Re: [Lustre-discuss] write RPC & congestion

2010-09-27 Thread burlen
  On 09/24/2010 06:36 PM, Andreas Dilger wrote:
> On 2010-09-24, at 19:10, Andreas Dilger wrote:
>> On 2010-09-24, at 18:20, burlen wrote:
>>> To be sure I understand this, is it correct that each OST has its own pool 
>>> of service threads? So system wide number of service threads is bound by 
>>> oss_max_threads*num_osts?
>> Actuall, the current oss_max_threads tunable is for the whole OSS (as the 
>> name implies).

Again many thanks for your help

With respect to an upper bound on number of rpcs and RMDAs in flight 
system wide, does the situation change much on the Cray XT5 with Lustre 
1.8 and OSSs directly connected to the 3d torus? I am asking after 
having seen the XT3 section in manual. not sure if it applies to XT5 and 
if it does how this might influence the above tunables.

SET PROBLEM A - Translate this sentence from the Lustre thread into Spanish: "I am asking after having seen the XT3 section in manual."
SET PROBLEM B - Write the next part of the Lustre write RPC thread, picking up right after its last sentence.

EXTRACTED MATERIAL -
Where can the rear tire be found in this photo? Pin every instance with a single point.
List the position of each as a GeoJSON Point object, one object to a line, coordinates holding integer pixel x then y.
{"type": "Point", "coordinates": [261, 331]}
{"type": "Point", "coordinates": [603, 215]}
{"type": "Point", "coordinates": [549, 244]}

RIGHT ANSWER A - Lo pregunto después de haber visto la sección sobre el XT3 en el manual.

RIGHT ANSWER B -
___
Lustre-discuss mailing list
Lustre-discuss@lists.lustre.org
http://lists.lustre.org/mailman/listinfo/lustre-discuss


Re: [Lustre-discuss] write RPC & congestion

2010-09-24 Thread burlen

Hi, Thanks for all the help,

Andreas Dilger wrote:
> When one of the server threads is ready to process a read/write request it 
> will get or put the data from/to the buffers that the client already 
> prepared.  The number of currently active IO requests is exactly the number 
> of active service threads (up to 512 by default).
To be sure I understand this, is it correct that each OST has its own 
pool of service threads? So system wide number of service threads is 
bound by oss_max_threads*num_osts?

Thanks again
Burlen







___
Lustre-discuss mailing list
Lustre-discuss@lists.lustre.org
http://lists.lustre.org/mailman/listinfo/lustre-discuss


Re: [Lustre-discuss] write RPC & congestion

2010-08-22 Thread burlen
Andreas Dilger wrote:
> On 2010-08-17, at 14:15, burlen wrote:
>   
>> I have some question about Lustre RPC and the sequence of events that 
>> occur during large concurrent write() involving many processes and large 
>> data size per process.  I understand there is a mechanism of flow 
>> control by credits, but I'm a little unclear on how it works in general 
>> after reading the "networking & io protocol" white paper.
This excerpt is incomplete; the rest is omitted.